Material for this exercise:
------------------------------------------------

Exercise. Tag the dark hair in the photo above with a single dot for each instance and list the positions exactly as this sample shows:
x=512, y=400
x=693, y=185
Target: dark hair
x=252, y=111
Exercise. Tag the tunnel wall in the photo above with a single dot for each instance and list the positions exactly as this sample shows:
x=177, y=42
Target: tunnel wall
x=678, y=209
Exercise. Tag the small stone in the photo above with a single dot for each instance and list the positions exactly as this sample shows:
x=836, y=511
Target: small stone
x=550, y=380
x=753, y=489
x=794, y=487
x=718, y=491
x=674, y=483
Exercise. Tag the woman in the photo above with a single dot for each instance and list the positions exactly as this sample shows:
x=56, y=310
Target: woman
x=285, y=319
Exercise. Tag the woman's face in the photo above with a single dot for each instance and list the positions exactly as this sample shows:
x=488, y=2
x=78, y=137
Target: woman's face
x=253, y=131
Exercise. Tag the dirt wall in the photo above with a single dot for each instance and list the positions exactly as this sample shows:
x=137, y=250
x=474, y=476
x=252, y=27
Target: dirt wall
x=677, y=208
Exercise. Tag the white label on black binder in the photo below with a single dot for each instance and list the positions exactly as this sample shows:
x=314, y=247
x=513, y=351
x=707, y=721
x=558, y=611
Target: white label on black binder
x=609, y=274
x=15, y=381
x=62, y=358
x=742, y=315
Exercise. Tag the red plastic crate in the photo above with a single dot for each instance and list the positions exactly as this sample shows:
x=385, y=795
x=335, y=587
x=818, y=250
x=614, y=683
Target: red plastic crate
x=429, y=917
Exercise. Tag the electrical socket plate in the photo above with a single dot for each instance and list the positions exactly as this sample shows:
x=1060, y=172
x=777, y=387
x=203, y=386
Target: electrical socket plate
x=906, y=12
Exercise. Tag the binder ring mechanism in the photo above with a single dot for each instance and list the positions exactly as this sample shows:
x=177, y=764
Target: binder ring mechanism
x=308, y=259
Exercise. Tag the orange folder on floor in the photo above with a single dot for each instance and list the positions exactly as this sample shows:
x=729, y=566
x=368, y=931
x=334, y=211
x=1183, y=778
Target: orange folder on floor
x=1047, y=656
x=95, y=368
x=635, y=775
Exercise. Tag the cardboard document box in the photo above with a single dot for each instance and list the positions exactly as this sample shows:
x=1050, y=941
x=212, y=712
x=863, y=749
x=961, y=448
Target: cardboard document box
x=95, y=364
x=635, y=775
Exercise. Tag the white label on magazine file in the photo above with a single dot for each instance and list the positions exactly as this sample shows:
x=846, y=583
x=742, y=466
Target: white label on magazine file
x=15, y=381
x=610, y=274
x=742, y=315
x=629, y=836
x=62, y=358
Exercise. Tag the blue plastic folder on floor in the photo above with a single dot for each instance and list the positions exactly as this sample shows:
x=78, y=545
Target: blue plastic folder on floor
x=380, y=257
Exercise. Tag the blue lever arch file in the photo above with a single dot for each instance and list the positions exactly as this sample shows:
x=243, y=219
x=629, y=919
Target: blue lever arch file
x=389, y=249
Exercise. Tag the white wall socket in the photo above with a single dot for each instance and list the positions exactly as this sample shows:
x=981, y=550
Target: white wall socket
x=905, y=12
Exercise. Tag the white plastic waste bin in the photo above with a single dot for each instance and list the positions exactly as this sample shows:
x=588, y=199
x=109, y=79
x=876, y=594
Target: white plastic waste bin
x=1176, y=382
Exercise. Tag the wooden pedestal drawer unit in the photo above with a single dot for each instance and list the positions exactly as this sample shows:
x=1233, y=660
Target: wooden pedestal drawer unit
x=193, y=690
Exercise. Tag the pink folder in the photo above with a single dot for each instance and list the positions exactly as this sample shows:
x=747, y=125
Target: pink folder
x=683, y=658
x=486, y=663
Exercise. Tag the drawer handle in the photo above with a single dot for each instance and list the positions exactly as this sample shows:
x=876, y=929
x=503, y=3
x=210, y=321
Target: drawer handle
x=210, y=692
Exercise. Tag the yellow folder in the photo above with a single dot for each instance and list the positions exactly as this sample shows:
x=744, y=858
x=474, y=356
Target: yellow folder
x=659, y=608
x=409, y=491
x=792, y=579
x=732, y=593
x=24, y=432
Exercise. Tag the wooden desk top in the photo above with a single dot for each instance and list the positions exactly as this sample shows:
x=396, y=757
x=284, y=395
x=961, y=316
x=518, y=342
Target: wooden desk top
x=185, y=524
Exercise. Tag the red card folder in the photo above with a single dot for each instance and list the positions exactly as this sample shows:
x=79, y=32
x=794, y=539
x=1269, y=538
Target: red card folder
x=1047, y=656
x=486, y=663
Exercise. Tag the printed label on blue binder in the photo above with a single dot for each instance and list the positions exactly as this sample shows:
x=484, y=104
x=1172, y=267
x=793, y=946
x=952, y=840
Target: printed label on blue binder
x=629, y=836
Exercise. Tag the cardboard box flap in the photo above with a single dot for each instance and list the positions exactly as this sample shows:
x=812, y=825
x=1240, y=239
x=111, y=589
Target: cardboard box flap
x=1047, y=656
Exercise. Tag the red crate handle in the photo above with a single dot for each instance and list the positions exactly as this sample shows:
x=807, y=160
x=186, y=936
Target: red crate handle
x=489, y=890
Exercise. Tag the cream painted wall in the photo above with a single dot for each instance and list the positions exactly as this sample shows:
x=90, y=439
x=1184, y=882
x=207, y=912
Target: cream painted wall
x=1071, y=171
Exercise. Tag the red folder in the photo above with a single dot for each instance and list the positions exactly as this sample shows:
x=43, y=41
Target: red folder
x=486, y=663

------------------------------------------------

Aim of the exercise:
Nothing in the records may change; write them out again in full.

Response below:
Exercise. Tag the dark hair in the photo above with a single dot for each instance and list the positions exactly as this sample shows:
x=512, y=400
x=693, y=185
Target: dark hair
x=252, y=111
Exercise. Tag the tunnel wall in the photo above with a single dot for each instance and list the positions exactly as this sample shows:
x=177, y=42
Target: tunnel wall
x=678, y=209
Exercise. Tag the small stone in the photo above with a single dot for each instance and list the positions exactly as this sample shows:
x=836, y=511
Target: small stone
x=550, y=380
x=753, y=489
x=794, y=487
x=718, y=491
x=674, y=483
Exercise. Tag the woman in the photo above with a single dot for each instance and list the positions exactly as this sample shows:
x=56, y=310
Target: woman
x=285, y=319
Exercise. Tag the woman's face in the photo above with a single dot for each instance and list the positions exactly as this sample shows:
x=488, y=2
x=78, y=137
Target: woman's face
x=253, y=131
Exercise. Tag the dirt wall in the photo above with a single dot for each instance and list the positions exactly as this sample shows:
x=137, y=250
x=474, y=476
x=252, y=27
Target: dirt wall
x=677, y=208
Exercise. Tag the white label on black binder in the photo below with a single dot for each instance and list the positions exactly as this sample shows:
x=314, y=247
x=513, y=351
x=707, y=721
x=558, y=611
Target: white label on black binder
x=609, y=274
x=15, y=381
x=62, y=358
x=742, y=315
Exercise. Tag the red plastic crate in the photo above with a single dot for each instance and list the positions exactly as this sample shows:
x=385, y=795
x=335, y=587
x=818, y=250
x=614, y=683
Target: red plastic crate
x=429, y=917
Exercise. Tag the electrical socket plate in the photo above with a single dot for each instance and list the positions exactly as this sample shows:
x=1060, y=172
x=777, y=387
x=203, y=386
Target: electrical socket plate
x=906, y=12
Exercise. Tag the binder ring mechanism in the photo above with a single dot for each instance and list the positions exactly as this sample shows:
x=177, y=764
Target: binder ring mechanism
x=308, y=259
Exercise. Tag the orange folder on floor in the photo above with a single dot for each instance and list the positions exactly as this sample shows:
x=729, y=566
x=368, y=931
x=334, y=211
x=1183, y=778
Target: orange folder on floor
x=1047, y=656
x=95, y=368
x=635, y=775
Exercise. Tag the cardboard document box in the photo above with a single dot for each instance and list the positions exactly as this sample shows:
x=1050, y=941
x=212, y=712
x=863, y=749
x=961, y=448
Target: cardboard document box
x=95, y=364
x=635, y=775
Exercise. Tag the white label on magazine file in the photo above with a single dot for each instance and list the positions exactly as this sample shows:
x=846, y=583
x=742, y=466
Target: white label on magazine file
x=15, y=381
x=610, y=274
x=742, y=315
x=629, y=836
x=62, y=358
Exercise. Tag the blue plastic folder on floor in the photo above with a single dot for each instance and list the positions exactly as this sample shows:
x=78, y=545
Target: blue plastic folder on floor
x=380, y=257
Exercise. Tag the blue lever arch file in the photo above with a single dot for each instance and list the positions exactly as this sample shows:
x=243, y=219
x=629, y=919
Target: blue lever arch file
x=389, y=249
Exercise. Tag the white wall socket in the photo above with a single dot for each instance and list the positions exactly as this sample shows:
x=981, y=550
Target: white wall socket
x=905, y=12
Exercise. Tag the white plastic waste bin in the photo above with a single dot for each instance and list the positions exactly as this sample shows:
x=588, y=199
x=109, y=79
x=876, y=594
Target: white plastic waste bin
x=1176, y=382
Exercise. Tag the wooden pedestal drawer unit in the photo above with a single dot for each instance and list the positions exactly as this sample shows:
x=1233, y=660
Target: wooden pedestal drawer unit
x=193, y=690
Exercise. Tag the pink folder in the photo above with a single dot for each instance and list the positions exactly as this sample shows:
x=747, y=125
Target: pink folder
x=683, y=658
x=486, y=663
Exercise. Tag the drawer handle in the photo above with a single dot for each instance and list the positions exactly as this sample shows:
x=876, y=929
x=503, y=3
x=210, y=321
Target: drawer handle
x=210, y=692
Exercise. Tag the yellow folder in the photo above with a single dot for each instance and list the positions exactly as this sample shows:
x=744, y=858
x=474, y=356
Target: yellow folder
x=659, y=608
x=409, y=491
x=792, y=579
x=732, y=593
x=24, y=432
Exercise. Tag the wooden desk top in the photo above with a single dot for each instance and list the positions exactly as this sample shows:
x=396, y=757
x=284, y=395
x=961, y=316
x=518, y=342
Target: wooden desk top
x=185, y=524
Exercise. Tag the red card folder in the photo above with a single dot for each instance and list the positions exactly as this sample shows:
x=79, y=32
x=794, y=539
x=1269, y=538
Target: red card folder
x=1047, y=656
x=486, y=663
Exercise. Tag the printed label on blue binder in the photo above with a single dot for each instance and list the positions exactly as this sample shows:
x=484, y=104
x=1172, y=267
x=793, y=946
x=952, y=840
Target: printed label on blue binder
x=629, y=836
Exercise. Tag the cardboard box flap in the photo above with a single dot for each instance and list the positions exactly as this sample shows:
x=812, y=825
x=1240, y=239
x=111, y=589
Target: cardboard box flap
x=1047, y=656
Exercise. Tag the red crate handle in the photo above with a single dot for each instance and list the positions exactly as this sample shows:
x=807, y=160
x=186, y=936
Target: red crate handle
x=489, y=890
Exercise. Tag the cream painted wall in the photo above with a single dot for each instance and list the positions exactly as this sample shows:
x=90, y=439
x=1184, y=882
x=207, y=912
Target: cream painted wall
x=1071, y=171
Exercise. Tag the red folder in the photo above with a single dot for each instance and list the positions exactly as this sample shows:
x=43, y=41
Target: red folder
x=486, y=663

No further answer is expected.